▸ **PROVIDED INFORMATION**:
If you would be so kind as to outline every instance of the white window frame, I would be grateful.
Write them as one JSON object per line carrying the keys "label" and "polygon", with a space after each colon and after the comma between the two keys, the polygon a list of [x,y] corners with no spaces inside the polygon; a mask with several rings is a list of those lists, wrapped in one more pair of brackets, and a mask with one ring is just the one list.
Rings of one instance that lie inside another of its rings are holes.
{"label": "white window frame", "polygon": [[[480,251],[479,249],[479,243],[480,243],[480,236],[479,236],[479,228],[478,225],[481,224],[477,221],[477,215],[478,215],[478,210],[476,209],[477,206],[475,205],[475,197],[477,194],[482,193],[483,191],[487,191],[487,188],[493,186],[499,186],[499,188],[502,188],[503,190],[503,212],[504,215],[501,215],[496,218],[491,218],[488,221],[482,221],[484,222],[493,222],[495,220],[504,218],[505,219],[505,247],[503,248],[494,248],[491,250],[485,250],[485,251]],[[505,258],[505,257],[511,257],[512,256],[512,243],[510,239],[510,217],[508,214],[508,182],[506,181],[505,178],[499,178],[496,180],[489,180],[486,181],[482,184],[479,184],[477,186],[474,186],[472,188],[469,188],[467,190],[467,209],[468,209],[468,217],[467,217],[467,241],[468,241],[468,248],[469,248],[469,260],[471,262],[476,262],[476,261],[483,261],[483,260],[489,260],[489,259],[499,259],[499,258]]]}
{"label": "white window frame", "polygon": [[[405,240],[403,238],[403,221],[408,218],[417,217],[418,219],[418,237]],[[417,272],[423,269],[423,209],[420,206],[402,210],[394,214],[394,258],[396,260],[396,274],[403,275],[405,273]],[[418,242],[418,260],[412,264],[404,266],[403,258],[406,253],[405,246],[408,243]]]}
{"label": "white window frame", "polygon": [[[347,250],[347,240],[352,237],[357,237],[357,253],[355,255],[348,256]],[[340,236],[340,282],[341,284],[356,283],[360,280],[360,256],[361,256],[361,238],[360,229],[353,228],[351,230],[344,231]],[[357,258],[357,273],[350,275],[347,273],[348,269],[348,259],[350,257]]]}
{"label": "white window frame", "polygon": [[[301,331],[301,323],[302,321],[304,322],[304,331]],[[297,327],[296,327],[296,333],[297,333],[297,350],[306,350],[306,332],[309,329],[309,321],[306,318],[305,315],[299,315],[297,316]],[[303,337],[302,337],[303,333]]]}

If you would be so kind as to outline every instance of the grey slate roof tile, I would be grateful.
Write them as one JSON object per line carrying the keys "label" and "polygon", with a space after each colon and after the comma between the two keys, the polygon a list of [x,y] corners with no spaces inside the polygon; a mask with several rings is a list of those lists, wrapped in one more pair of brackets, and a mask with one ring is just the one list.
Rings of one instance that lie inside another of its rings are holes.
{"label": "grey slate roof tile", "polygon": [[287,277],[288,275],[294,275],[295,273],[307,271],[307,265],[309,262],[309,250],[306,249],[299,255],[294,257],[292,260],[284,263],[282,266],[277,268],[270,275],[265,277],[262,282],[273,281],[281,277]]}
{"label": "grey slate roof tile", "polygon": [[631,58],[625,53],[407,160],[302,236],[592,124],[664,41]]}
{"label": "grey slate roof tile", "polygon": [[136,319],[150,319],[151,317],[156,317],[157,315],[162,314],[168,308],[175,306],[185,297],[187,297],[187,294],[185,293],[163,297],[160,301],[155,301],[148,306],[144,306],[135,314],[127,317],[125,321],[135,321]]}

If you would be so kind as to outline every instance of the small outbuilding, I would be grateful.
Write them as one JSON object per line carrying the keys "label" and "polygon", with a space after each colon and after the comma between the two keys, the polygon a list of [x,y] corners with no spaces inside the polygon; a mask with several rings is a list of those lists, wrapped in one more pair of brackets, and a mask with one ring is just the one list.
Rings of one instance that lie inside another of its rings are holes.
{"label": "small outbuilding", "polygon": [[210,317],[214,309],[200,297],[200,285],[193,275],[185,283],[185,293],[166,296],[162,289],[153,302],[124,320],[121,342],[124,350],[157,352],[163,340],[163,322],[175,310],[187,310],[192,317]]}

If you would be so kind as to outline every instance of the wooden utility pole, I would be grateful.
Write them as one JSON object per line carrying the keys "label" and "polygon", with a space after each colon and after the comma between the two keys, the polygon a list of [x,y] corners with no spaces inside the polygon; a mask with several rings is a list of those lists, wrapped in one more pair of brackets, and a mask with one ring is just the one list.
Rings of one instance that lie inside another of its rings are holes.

▸ **EXERCISE REQUIREMENTS**: Copy out exactly the lines that run from the one holding "outbuilding, I would be grateful." through the end of the data above.

▸ **OUTPUT OF THE EXERCISE**:
If you would be so kind as to outline every instance of the small outbuilding, I would be grateful.
Write them as one JSON object per line carrying the keys "label" and "polygon", with a space after each colon and after the comma between the two keys, the polygon a list of [x,y] corners with no spaces inside the polygon; a mask with several rings is a list of those lists, wrapped in one more pair of brackets, and a mask with one ring is just the one list.
Rings of one instance that lie inside another of its rings are holes.
{"label": "small outbuilding", "polygon": [[210,317],[214,309],[200,297],[200,285],[193,275],[185,283],[185,293],[166,296],[162,289],[153,302],[124,320],[121,342],[124,350],[157,352],[163,340],[163,322],[175,310],[187,310],[192,317]]}

If you would be so kind as to outline every instance of the wooden utility pole, I would be grateful.
Write them as one JSON object per line carrying the keys "label" and "polygon", with a space after each colon and after the comma between the two keys, the polygon a list of [x,y] corners with no spaces inside the polygon; a mask with several rings is a list of those lists, wrapped in one more pair of brackets, and a mask with one ring is just the one list.
Rings of one instance that lie inside another of its rings are holes.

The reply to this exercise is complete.